What is expected: Output every row that follows exactly as it appears, keeping each line unchanged and in the same order.

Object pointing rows
★ ★ ★ ★ ★ ★ ★

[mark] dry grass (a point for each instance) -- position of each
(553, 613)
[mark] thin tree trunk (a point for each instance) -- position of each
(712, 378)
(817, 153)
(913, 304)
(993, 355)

★ ★ ★ ★ ★ ★ ★

Answer in full:
[mark] dry grass (a point for each instance) -- position of each
(553, 613)
[mark] thin tree trunk (a point for each instance) -- position of each
(712, 378)
(817, 153)
(913, 304)
(993, 355)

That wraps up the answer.